▶ **Work request**: Going from the line that contains "In each <instance>, prompts" to the last line of the material below, repeat every line exactly.

▶ **The records**:
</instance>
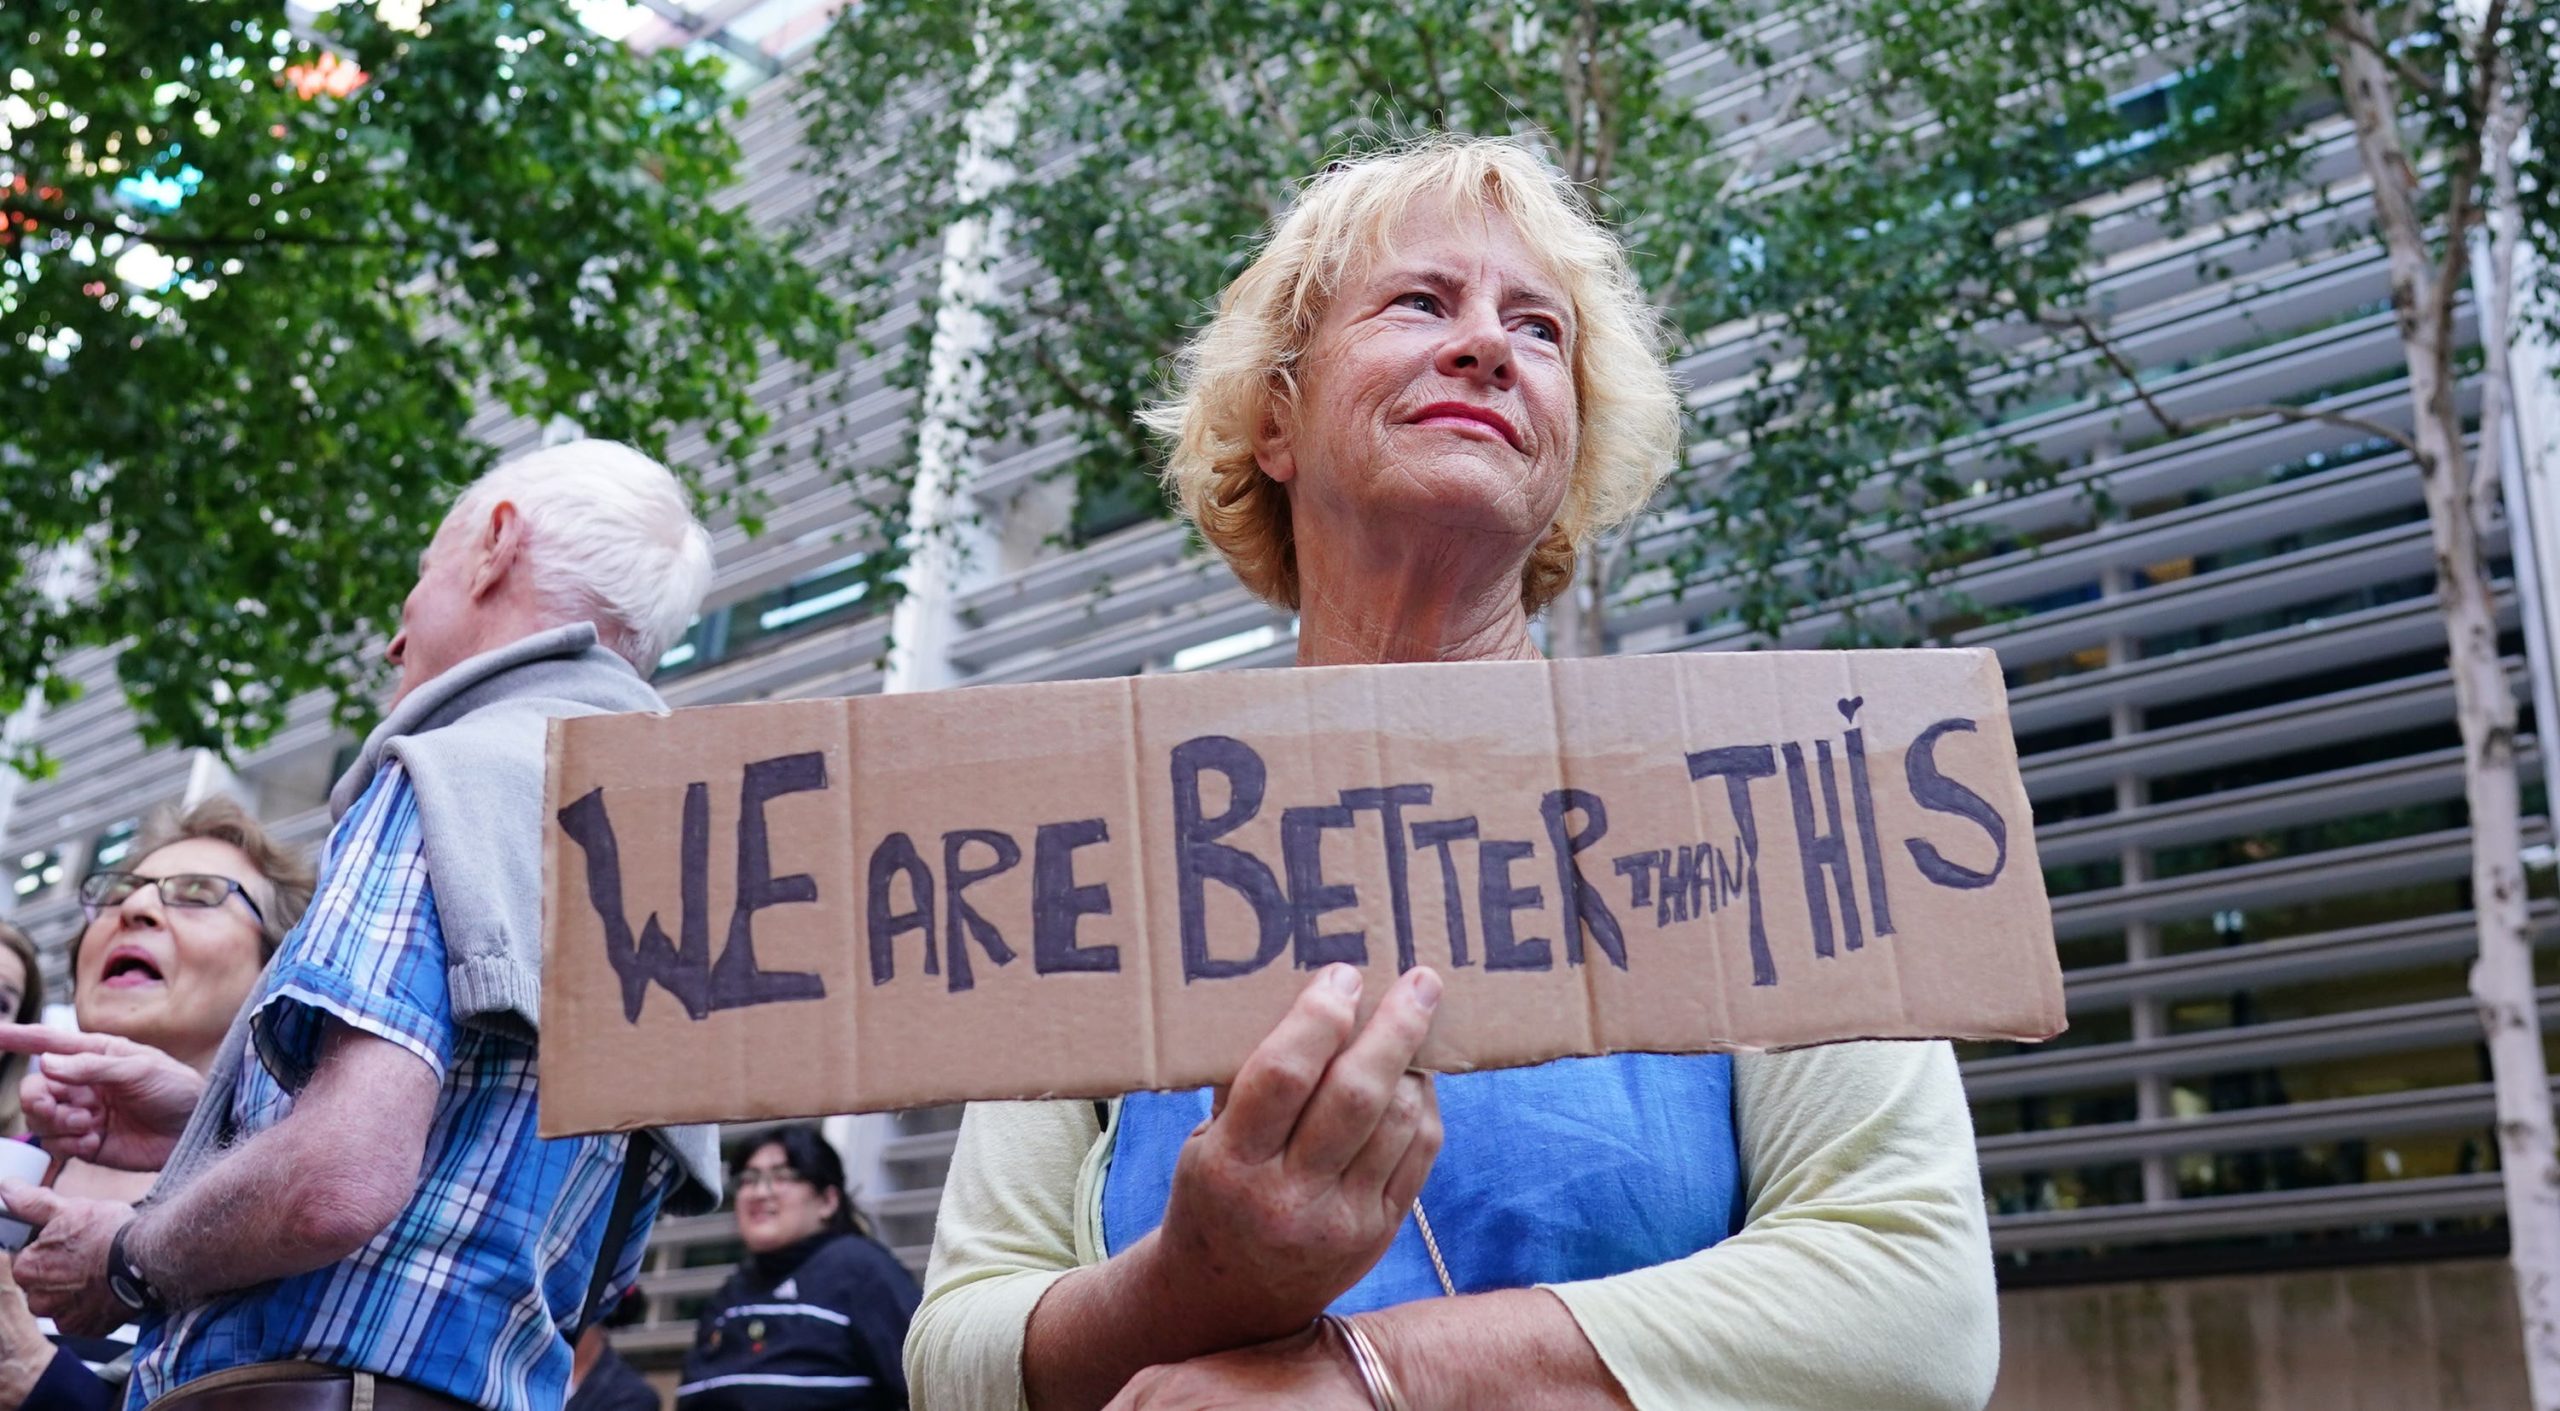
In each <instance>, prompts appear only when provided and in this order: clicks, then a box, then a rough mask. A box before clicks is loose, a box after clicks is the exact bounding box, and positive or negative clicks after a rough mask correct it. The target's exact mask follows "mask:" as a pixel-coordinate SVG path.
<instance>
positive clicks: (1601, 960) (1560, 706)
mask: <svg viewBox="0 0 2560 1411" xmlns="http://www.w3.org/2000/svg"><path fill="white" fill-rule="evenodd" d="M1539 673H1541V676H1544V681H1546V738H1549V758H1551V761H1554V771H1556V789H1572V786H1574V781H1572V773H1569V771H1567V768H1564V679H1562V666H1559V663H1554V661H1541V663H1539ZM1574 871H1577V868H1574V860H1572V858H1567V860H1564V863H1562V868H1559V881H1556V891H1559V894H1562V891H1564V881H1562V876H1567V873H1574ZM1556 917H1559V922H1556V945H1559V947H1564V953H1567V955H1572V953H1574V950H1582V935H1585V932H1587V930H1590V927H1587V922H1585V919H1582V912H1580V896H1574V899H1567V896H1556ZM1595 950H1597V947H1595ZM1590 960H1592V963H1590V965H1582V1050H1585V1052H1592V1050H1597V1047H1600V965H1605V963H1608V958H1605V955H1592V958H1590Z"/></svg>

▶ **Output below**:
In each <instance>, prompts appear only when provided and in this order: clicks, then a box, then a rough mask. A box before clicks is loose, a box after clicks is the exact bounding box, and positive or negative clicks after a rough mask correct it. The target's exact mask follows "mask:" as a pixel-coordinate SVG path.
<instance>
positive clicks: (1601, 960) (1560, 706)
mask: <svg viewBox="0 0 2560 1411" xmlns="http://www.w3.org/2000/svg"><path fill="white" fill-rule="evenodd" d="M1539 673H1541V676H1544V681H1546V738H1549V758H1551V761H1554V771H1556V789H1572V786H1574V781H1572V773H1569V771H1567V768H1564V679H1562V666H1559V663H1554V661H1541V663H1539ZM1574 871H1577V868H1574V860H1572V858H1567V860H1564V863H1562V868H1559V881H1556V891H1559V894H1562V891H1564V881H1562V876H1567V873H1574ZM1556 917H1559V922H1556V945H1559V947H1564V953H1567V955H1572V953H1574V950H1582V935H1585V932H1587V930H1590V927H1587V922H1585V919H1582V912H1580V896H1574V899H1567V896H1556ZM1595 950H1597V947H1595ZM1590 960H1592V963H1590V965H1582V1050H1585V1052H1592V1050H1597V1047H1600V965H1605V963H1608V958H1605V955H1592V958H1590Z"/></svg>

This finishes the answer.